[Start Data for processing]
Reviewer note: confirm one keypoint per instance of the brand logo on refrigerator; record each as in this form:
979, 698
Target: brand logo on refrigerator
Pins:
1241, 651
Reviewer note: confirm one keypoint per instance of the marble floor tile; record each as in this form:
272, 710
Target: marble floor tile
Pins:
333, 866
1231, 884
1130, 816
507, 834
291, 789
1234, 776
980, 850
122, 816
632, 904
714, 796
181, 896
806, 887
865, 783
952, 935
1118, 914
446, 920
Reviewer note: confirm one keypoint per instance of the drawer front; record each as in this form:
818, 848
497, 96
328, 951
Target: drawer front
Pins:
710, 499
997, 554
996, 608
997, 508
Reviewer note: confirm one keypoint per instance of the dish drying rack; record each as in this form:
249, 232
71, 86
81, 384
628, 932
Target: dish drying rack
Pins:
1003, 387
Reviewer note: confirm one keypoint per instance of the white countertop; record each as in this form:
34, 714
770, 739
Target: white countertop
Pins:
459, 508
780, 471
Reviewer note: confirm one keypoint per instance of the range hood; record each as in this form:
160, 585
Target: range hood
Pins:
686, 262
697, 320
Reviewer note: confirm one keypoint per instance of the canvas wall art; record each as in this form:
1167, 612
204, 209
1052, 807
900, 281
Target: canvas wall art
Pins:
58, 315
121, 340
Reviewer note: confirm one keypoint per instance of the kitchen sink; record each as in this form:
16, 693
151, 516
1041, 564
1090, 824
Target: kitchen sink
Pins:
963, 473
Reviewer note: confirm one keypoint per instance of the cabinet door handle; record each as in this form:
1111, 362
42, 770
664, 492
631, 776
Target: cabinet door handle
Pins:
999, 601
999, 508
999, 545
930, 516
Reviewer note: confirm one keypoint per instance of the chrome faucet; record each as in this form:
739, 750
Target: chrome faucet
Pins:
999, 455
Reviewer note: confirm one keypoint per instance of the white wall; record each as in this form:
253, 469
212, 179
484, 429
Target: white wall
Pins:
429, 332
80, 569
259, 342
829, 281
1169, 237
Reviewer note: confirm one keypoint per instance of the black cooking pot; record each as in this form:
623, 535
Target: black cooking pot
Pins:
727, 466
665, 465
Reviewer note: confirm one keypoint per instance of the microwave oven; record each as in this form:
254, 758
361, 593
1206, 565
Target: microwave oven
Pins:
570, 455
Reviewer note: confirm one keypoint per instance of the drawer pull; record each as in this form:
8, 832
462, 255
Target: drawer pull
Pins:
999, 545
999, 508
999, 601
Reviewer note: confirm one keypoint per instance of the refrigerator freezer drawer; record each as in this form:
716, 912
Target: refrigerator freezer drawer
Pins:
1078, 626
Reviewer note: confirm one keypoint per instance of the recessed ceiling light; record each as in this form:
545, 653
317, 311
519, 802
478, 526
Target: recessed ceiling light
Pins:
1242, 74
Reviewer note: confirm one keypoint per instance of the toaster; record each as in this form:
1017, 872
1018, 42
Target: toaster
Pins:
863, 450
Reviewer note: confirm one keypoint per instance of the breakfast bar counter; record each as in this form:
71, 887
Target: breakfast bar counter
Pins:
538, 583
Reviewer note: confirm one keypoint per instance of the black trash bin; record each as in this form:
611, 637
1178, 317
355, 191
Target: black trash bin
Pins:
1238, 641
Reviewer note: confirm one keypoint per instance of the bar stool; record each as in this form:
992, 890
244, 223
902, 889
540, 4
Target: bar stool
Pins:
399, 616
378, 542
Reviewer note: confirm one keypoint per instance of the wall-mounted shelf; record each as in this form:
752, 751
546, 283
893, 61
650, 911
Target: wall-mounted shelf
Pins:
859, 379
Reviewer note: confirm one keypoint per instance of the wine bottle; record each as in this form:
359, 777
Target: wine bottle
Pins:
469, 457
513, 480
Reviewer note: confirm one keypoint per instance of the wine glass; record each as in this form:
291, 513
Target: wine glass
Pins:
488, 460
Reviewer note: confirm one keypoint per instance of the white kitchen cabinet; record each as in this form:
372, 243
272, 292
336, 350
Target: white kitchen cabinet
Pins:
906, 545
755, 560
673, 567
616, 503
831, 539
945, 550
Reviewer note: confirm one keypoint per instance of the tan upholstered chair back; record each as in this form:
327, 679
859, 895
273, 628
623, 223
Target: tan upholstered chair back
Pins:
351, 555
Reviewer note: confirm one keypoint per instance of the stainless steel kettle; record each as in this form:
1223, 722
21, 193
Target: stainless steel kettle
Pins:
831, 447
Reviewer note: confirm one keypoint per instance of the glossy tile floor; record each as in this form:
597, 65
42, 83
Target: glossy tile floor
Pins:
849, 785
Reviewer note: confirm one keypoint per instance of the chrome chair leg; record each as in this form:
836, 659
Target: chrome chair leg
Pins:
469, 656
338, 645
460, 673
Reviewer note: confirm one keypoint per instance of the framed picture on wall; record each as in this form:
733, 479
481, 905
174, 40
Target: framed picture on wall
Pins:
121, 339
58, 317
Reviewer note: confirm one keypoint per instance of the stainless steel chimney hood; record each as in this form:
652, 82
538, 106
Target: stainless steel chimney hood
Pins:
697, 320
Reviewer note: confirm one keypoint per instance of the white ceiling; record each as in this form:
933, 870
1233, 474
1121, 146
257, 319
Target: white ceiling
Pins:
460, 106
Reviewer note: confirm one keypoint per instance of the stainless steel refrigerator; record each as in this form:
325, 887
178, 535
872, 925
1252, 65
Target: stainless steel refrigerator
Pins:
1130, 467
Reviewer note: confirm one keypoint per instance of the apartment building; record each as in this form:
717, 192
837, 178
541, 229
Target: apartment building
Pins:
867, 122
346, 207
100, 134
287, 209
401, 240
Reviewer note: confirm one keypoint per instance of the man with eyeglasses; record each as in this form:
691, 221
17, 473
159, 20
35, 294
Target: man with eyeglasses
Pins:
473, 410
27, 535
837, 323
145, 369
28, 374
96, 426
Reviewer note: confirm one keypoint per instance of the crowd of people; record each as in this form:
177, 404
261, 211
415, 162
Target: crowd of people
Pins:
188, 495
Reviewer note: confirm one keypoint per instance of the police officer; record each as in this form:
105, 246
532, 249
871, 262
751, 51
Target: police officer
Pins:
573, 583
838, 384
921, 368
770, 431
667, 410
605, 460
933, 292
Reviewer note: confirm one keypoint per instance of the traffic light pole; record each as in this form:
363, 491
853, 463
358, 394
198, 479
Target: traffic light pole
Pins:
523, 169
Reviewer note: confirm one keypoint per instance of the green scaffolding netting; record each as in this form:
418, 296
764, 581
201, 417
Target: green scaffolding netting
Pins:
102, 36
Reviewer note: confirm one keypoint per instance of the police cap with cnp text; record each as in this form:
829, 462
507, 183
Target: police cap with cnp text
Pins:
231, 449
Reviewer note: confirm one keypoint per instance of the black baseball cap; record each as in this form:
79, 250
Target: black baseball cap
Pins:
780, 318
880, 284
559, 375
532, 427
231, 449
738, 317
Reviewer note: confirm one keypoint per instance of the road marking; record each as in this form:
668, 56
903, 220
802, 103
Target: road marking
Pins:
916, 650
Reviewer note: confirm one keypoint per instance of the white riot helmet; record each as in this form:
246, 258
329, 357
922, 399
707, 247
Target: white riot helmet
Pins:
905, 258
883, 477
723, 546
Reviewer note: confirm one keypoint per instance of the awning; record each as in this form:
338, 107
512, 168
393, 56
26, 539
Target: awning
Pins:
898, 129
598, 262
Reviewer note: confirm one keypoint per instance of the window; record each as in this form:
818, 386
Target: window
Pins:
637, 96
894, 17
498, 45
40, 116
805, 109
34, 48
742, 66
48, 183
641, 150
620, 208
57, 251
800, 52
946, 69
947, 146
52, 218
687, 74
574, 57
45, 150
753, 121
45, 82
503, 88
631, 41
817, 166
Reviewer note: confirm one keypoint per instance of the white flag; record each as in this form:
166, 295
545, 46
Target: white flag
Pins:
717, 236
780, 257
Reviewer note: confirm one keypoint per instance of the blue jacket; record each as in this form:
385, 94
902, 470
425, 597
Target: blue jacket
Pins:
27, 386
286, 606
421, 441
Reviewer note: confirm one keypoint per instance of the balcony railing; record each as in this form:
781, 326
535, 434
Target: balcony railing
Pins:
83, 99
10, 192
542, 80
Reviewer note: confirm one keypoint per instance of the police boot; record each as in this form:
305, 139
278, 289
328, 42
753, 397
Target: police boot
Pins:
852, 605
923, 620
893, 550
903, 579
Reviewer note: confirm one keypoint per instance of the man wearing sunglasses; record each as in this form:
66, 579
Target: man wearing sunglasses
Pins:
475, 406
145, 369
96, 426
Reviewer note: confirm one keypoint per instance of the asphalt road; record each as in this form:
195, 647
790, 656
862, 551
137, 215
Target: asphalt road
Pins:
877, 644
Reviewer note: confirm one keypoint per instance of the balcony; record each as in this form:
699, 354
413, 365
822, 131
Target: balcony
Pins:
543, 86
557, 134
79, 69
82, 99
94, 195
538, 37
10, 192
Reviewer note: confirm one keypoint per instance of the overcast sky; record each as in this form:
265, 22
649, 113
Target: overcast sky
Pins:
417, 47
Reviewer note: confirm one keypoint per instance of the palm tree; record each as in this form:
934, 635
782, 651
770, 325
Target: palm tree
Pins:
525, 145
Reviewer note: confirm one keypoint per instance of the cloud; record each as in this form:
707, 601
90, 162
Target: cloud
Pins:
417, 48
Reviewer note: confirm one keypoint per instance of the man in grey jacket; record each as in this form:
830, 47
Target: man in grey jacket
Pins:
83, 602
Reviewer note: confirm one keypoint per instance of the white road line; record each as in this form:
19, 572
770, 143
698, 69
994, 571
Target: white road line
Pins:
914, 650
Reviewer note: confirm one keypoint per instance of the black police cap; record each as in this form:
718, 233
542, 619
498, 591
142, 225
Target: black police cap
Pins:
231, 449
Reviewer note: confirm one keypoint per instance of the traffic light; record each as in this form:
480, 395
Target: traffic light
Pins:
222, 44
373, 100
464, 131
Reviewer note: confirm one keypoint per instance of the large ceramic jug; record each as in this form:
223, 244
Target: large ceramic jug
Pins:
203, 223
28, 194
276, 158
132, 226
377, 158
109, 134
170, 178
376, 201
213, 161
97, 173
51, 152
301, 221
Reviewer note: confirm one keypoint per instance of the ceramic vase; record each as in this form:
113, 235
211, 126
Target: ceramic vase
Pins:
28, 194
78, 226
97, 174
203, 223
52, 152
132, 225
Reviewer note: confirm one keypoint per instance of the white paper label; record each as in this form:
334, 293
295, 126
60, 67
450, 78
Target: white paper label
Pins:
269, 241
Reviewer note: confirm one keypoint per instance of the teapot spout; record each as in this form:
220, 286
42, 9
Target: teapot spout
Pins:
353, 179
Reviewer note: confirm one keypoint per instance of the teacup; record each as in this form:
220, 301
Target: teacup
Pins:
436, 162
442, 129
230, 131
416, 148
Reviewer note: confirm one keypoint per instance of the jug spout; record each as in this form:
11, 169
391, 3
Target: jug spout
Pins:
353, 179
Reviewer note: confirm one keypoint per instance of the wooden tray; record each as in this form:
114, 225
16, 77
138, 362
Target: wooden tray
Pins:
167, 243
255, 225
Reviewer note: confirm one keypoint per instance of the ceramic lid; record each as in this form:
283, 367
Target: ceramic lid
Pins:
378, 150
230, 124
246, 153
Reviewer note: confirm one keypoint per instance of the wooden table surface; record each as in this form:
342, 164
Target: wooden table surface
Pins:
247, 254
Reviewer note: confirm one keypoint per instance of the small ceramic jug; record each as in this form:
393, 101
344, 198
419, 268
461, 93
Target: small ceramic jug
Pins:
[End Data for processing]
> **Task**:
Return the line that contains "the white paper" and all lines after it, verbatim, and nothing else.

> **The reply**:
Reviewer note: confirm one keypoint per instance of the white paper label; record each as in this form:
334, 293
295, 126
60, 67
450, 78
Target: white paper label
Pins:
269, 241
Reviewer note: confirm one keypoint per instance of the teapot spout; record each as in this form:
220, 286
42, 9
Target: teapot spout
Pins:
353, 179
Reviewer note: confirm one keypoint per instance of the teacup; record each as in this form:
220, 301
Target: teacup
Pins:
436, 162
442, 129
230, 131
416, 148
Reviewer note: confirm one keypoint per instance of the jug spout; record each as in this form:
11, 169
391, 3
Target: jug spout
Pins:
353, 179
Reviewer note: confirm one keypoint per instance of the wooden tray; record each as in this form:
114, 225
16, 77
138, 362
Target: wooden tray
Pins:
167, 243
255, 225
Reviewer note: confirm one keypoint per instance of the ceramic lid; record each as in this form:
283, 367
Target: ceramic lid
Pins:
378, 150
230, 124
246, 153
Reviewer note: confirm one keypoint per instance of the wooden table surface; record each as in this form:
342, 164
Target: wooden table surface
Pins:
247, 254
Reviewer note: confirm one keypoint per instance of the small ceramic jug; record each as in this form:
393, 101
344, 198
419, 268
461, 93
Target: small ceramic jug
Pins:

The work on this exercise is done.